**SELECTED EXCERPT:**
━━━━━━━━

7 FEBRUARY 1931, Page 25

Edward Thomas

World Without End. By Helen Thomas. (Heinemann, 6s.)

EDWARD THOMAS'S friends will find this sequel to As it Was; full of interest, and it is better written. In accordance with his principles of veracity, Mrs. Thomas does not hide the strain of his neurasthenia which yielded neither to psychical nor physical treatment. He also suffered the misfortune of scarcely making both ends meet on literary work and yet not obtaining the succes d'estime that he deserved during his life both as a poet and an essayist. On the other hand, he was not at all cut out to be a Civil Servant, which was the only alternative to the work of a literary free-lance.

━━━━━━━━

**PARTS OF THE EXERCISE:**
1 - Answer these questions using the review above:
(a) Which publisher issued World Without End, and at what price?
(b) Which book is World Without End a sequel to?
(c) According to the review, what was the only alternative to the work of a literary free-lance?
2 - Return the stretch of the review from "EDWARD THOMAS'S friends" through "a literary free-lance.", copied word for word.

**DATA ROWS:**
━━━━━━━━

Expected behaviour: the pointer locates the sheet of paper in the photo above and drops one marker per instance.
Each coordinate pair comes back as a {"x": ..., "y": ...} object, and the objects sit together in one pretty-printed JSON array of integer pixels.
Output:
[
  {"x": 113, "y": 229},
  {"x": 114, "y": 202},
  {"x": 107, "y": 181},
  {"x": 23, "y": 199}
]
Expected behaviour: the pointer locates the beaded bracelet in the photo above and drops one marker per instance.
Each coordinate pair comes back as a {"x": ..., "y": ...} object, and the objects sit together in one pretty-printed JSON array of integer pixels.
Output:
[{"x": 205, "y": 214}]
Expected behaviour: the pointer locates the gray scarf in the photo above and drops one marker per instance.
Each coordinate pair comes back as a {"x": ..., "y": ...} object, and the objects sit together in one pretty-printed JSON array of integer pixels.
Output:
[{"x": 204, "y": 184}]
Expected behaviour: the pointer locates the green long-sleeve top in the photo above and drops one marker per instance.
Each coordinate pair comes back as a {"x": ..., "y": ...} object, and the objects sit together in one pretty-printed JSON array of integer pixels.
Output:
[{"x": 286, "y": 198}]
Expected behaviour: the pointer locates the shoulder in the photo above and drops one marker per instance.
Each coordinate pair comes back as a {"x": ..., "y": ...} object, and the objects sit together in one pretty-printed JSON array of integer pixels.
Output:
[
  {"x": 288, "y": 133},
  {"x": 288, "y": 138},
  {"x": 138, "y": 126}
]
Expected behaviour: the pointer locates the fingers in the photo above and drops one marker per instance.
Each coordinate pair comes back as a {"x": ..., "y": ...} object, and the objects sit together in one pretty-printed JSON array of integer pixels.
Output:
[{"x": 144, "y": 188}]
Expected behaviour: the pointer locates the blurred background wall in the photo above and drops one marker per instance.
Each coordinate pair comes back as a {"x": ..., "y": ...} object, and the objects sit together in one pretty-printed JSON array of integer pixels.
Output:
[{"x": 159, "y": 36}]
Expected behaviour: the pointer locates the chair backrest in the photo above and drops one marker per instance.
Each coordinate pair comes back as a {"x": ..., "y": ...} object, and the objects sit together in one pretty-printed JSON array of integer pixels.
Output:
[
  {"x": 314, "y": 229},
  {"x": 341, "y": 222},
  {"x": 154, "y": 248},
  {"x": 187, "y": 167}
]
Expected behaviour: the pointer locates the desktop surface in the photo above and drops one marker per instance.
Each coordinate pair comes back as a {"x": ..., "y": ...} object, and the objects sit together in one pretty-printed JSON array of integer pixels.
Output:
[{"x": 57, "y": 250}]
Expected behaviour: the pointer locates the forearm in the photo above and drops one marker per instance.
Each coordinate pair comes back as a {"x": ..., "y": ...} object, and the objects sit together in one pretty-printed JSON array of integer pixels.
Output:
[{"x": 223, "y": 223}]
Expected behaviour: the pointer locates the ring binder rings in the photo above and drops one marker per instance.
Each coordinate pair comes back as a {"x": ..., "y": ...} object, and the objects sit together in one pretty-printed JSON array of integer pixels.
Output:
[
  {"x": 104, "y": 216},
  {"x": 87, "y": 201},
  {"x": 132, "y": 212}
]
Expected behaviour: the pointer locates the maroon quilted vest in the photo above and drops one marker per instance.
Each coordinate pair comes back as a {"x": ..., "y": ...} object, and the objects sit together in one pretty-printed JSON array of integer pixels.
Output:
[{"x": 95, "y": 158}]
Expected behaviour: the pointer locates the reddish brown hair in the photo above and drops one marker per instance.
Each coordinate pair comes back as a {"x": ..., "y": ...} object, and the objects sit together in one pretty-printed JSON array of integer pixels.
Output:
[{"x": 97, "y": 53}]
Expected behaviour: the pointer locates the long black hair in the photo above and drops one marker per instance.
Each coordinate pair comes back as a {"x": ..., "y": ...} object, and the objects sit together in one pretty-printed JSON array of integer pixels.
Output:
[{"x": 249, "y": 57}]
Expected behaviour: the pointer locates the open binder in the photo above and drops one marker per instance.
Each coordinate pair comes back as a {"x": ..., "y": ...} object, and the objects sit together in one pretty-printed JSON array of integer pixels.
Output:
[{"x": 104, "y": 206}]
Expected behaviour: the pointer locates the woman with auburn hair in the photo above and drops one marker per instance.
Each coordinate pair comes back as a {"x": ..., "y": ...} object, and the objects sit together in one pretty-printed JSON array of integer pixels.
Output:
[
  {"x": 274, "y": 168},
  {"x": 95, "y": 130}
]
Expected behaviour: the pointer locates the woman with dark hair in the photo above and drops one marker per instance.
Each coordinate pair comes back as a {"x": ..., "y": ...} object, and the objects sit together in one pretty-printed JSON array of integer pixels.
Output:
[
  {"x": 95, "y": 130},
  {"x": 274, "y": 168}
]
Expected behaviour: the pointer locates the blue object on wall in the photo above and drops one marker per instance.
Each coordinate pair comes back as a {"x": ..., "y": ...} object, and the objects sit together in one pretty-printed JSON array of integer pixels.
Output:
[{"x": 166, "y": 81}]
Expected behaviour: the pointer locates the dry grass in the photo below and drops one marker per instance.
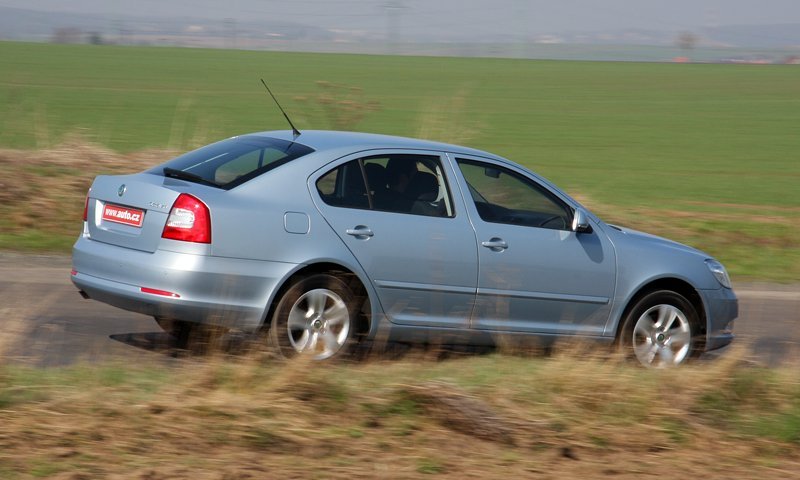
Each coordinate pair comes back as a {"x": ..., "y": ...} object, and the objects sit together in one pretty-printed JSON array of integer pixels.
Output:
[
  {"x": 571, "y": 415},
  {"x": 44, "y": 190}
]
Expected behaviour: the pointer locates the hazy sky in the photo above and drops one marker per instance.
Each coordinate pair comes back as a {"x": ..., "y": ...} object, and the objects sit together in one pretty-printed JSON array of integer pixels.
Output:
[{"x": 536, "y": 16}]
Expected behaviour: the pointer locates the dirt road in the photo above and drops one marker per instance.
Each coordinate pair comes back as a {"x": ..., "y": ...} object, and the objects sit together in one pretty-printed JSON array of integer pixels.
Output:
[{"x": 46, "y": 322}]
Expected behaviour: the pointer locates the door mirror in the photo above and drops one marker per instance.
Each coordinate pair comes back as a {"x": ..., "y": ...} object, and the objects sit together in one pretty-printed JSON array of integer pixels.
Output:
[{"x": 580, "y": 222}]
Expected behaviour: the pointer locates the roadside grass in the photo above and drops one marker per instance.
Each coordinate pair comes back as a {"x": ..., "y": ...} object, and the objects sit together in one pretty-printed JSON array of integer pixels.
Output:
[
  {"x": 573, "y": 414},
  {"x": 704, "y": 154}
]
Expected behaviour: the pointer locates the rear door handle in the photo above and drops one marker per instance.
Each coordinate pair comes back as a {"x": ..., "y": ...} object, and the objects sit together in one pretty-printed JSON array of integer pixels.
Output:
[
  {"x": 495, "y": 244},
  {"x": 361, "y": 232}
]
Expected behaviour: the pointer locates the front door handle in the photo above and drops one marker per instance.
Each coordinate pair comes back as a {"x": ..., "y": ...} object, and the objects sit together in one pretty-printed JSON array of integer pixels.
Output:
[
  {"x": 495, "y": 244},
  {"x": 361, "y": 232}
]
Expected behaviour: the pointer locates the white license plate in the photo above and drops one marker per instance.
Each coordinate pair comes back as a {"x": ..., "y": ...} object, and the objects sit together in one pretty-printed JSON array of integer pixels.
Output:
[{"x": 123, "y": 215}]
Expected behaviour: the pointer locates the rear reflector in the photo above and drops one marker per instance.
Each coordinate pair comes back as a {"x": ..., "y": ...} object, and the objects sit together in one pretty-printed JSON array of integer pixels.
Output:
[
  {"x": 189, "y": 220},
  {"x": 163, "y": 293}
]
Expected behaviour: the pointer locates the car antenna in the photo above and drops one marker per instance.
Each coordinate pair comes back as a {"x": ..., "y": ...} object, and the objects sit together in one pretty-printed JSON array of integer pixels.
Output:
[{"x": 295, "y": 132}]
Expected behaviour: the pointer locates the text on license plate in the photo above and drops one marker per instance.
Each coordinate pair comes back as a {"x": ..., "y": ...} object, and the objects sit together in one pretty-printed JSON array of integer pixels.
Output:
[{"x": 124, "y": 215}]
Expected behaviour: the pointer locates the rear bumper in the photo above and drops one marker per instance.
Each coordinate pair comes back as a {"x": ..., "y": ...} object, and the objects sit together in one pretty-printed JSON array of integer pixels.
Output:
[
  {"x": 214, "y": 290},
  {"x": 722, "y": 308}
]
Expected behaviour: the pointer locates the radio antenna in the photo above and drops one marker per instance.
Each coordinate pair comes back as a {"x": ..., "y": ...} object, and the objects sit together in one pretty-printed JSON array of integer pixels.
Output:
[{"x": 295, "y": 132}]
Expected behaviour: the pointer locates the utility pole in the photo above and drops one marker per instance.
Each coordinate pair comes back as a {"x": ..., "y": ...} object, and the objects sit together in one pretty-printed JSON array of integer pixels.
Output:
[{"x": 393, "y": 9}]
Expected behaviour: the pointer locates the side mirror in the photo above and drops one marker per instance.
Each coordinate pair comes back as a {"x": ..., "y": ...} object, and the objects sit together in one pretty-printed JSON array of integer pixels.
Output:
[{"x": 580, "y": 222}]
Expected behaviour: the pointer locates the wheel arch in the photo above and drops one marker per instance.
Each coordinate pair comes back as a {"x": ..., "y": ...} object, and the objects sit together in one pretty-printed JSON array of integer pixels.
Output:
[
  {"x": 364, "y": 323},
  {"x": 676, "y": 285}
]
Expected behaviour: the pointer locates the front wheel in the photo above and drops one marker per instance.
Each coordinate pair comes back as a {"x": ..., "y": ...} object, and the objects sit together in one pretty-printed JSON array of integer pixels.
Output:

━━━━━━━━

**EXPECTED RESPONSES:**
1 -
(a) Heinemann, at 6s.
(b) As it Was.
(c) Being a Civil Servant.

2 -
EDWARD THOMAS'S friends will find this sequel to As it Was; full of interest, and it is better written. In accordance with his principles of veracity, Mrs. Thomas does not hide the strain of his neurasthenia which yielded neither to psychical nor physical treatment. He also suffered the misfortune of scarcely making both ends meet on literary work and yet not obtaining the succes d'estime that he deserved during his life both as a poet and an essayist. On the other hand, he was not at all cut out to be a Civil Servant, which was the only alternative to the work of a literary free-lance.